CONSIGNES –
A. Répondez brièvement d'après la lettre ouverte :
(i) Combien d'ONG ukrainiennes adressent la lettre au gouvernement fédéral belge ?
(ii) Qui est désignée comme ministre de l'énergie de la Belgique ?
(iii) Quels pays ont déjà interdit les services de transbordement pour le GNL russe ?
B. Recopiez le passage de la lettre ouverte qui débute aux mots « Mme Hadja Lahbib, Ministre » et s'achève après « emboîter le pas. », en substituant « concertée » à « multilatérale ».
C. Rédigez la suite de la lettre ouverte sur le transbordement du GNL russe, à partir de la phrase qui suit la dernière phrase du texte.

TEXTE DE RÉFÉRENCE –
┌──
LETTRE OUVERTE AU GOUVERNEMENT BELGE : LE TRANSBORDEMENT DE GAZ NATUREL LIQUÉFIÉ (GNL) RUSSE DOIT ÊTRE INTERDIT
23 ONG ukrainiennes adressent une lettre ouverte au gouvernement fédéral belge pour mettre fin au transbordement de gaz liquéfié naturel (GNL) russe par le port de Zeebrugge. Notre comité a participé au rassemblement organisé le 30octobre devant le ministère des affaires étrangères au cours duquel cette lettre a été remise.
Mme Hadja Lahbib, Ministre des affaires étrangères de la Belgique
Mme Tinne Van der Straeten, Ministre de l’énergie de la Belgique
M. Alexander De Croo, Premier ministre de Belgique
30 octobre 2023
Nous, organisations de la société civile ukrainienne soussignées, demandons au gouvernement belge d’interdire le transbordement de gaz naturel liquéfié (GNL) russe dans le port de Zeebrugge et d’initier une interdiction multilatérale des transbordements dans les ports européens, impliquant tous les pays disposant d’une infrastructure pertinente, à savoir : France, Espagne, Pays-Bas et Royaume-Uni. Ces deux derniers pays ont déjà interdit les services de transbordement pour le GNL russe. Nous comptons sur la Belgique pour leur emboîter le pas.
└──
ENTRÉES FOURNIES –
┌──
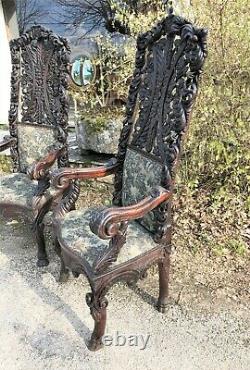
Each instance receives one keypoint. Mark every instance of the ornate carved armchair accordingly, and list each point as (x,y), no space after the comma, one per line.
(38,119)
(122,242)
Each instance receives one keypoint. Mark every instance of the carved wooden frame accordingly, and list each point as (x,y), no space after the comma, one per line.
(41,82)
(152,139)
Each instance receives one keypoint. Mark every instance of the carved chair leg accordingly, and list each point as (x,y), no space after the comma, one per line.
(64,271)
(42,258)
(98,309)
(164,267)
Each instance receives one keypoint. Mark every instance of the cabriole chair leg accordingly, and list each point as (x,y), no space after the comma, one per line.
(164,267)
(42,258)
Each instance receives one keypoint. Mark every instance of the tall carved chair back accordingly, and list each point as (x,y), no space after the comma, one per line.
(38,112)
(168,64)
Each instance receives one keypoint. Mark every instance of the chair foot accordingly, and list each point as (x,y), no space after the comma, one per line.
(95,344)
(97,304)
(64,276)
(162,305)
(42,262)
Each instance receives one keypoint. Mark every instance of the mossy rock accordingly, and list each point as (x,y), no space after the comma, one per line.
(5,164)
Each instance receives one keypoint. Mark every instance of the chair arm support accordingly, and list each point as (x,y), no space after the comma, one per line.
(6,143)
(40,169)
(60,179)
(107,223)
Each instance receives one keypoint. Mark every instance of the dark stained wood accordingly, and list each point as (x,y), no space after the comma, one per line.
(38,97)
(168,64)
(107,223)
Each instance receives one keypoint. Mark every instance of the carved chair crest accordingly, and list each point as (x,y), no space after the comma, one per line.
(168,64)
(39,108)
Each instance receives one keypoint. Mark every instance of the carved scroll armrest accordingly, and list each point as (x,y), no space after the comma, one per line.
(40,169)
(7,142)
(107,223)
(61,179)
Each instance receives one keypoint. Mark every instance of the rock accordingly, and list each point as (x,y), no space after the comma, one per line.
(102,140)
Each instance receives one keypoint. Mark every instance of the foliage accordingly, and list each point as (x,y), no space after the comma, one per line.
(28,13)
(213,181)
(114,15)
(115,57)
(217,150)
(215,169)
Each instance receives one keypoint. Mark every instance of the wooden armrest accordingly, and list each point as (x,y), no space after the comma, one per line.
(60,179)
(106,224)
(6,143)
(39,170)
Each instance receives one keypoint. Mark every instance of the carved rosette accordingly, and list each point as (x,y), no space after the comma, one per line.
(39,77)
(167,68)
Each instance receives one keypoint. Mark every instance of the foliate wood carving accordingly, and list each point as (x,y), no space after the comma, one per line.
(39,76)
(168,64)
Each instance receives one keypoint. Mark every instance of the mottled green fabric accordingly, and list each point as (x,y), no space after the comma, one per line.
(78,237)
(141,174)
(33,143)
(17,189)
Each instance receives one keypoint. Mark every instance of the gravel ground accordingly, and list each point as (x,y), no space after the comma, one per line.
(45,325)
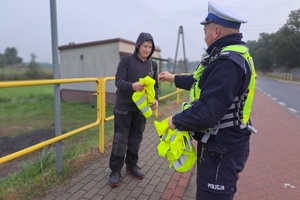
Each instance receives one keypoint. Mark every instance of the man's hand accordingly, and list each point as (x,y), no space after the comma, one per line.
(154,105)
(166,76)
(137,86)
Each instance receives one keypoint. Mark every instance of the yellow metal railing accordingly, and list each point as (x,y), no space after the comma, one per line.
(101,111)
(30,149)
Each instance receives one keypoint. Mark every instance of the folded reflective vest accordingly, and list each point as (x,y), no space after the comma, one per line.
(144,99)
(176,146)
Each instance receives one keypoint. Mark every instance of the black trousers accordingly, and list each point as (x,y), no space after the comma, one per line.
(217,174)
(128,134)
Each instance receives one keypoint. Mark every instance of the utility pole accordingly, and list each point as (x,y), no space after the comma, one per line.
(180,32)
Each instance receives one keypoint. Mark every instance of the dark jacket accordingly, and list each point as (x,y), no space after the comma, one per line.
(221,81)
(129,70)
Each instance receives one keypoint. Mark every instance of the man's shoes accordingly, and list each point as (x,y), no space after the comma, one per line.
(115,178)
(135,171)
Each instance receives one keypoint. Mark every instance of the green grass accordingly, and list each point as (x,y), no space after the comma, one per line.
(25,109)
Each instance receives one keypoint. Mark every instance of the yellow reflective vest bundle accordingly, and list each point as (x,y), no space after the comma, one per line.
(176,146)
(145,98)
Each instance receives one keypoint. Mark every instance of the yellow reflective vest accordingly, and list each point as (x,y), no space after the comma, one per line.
(242,115)
(176,146)
(145,98)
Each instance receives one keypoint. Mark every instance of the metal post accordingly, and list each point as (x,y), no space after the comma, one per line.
(57,111)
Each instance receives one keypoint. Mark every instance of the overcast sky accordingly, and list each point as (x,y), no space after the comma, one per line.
(25,24)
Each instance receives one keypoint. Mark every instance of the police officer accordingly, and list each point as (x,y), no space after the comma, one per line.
(222,89)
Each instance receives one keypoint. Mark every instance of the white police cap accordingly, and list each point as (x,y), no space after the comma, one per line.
(222,16)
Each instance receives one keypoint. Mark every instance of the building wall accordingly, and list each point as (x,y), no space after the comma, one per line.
(86,62)
(96,59)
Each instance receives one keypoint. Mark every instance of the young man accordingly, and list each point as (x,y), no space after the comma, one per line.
(129,120)
(222,89)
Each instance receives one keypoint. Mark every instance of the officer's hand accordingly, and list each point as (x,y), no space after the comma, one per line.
(166,76)
(154,105)
(171,125)
(137,86)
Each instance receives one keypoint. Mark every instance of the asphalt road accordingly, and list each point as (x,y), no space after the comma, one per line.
└──
RÉPONSES RÉDIGÉES –
A.
(i) 23 ONG ukrainiennes.
(ii) Mme Tinne Van der Straeten.
(iii) Les Pays-Bas et le Royaume-Uni.

B.
Mme Hadja Lahbib, Ministre des affaires étrangères de la Belgique
Mme Tinne Van der Straeten, Ministre de l’énergie de la Belgique
M. Alexander De Croo, Premier ministre de Belgique
30 octobre 2023
Nous, organisations de la société civile ukrainienne soussignées, demandons au gouvernement belge d’interdire le transbordement de gaz naturel liquéfié (GNL) russe dans le port de Zeebrugge et d’initier une interdiction concertée des transbordements dans les ports européens, impliquant tous les pays disposant d’une infrastructure pertinente, à savoir : France, Espagne, Pays-Bas et Royaume-Uni. Ces deux derniers pays ont déjà interdit les services de transbordement pour le GNL russe. Nous comptons sur la Belgique pour leur emboîter le pas.

C.
Tout d’abord, rappelons qu’à la suite du premier mois de l’invasion russe et des meurtres massifs de civils à Bucha et Irpin, l’UE s’est engagée en mars 2022 à réduire d’urgence sa dépendance à l’égard des importations de gaz russe, à les supprimer progressivement d’ici 2027 au plus tard et à se concentrer sur des mesures visant à réduire la demande de gaz et à accélérer la décarbonisation.
C’est ce qu’a récemment rappelé le commissaire européen à l’énergie, Kadri Simson, dans un commentaire adressé à Reuters. “Nous pouvons et nous devons réduire les exportations de GNL russe pour les supprimer complètement”, a déclaré M. Simson le 14 septembre 2023.
Aujourd’hui, nous appelons le gouvernement belge à faire le premier pas de bonne volonté dans cette direction : une interdiction du transbordement de GNL russe, qui facilite le commerce mondial de GNL russe. Cette interdiction empêcherait l’exportation et l’expansion du GNL russe de l’Arctique qui finance l’effort de guerre russe.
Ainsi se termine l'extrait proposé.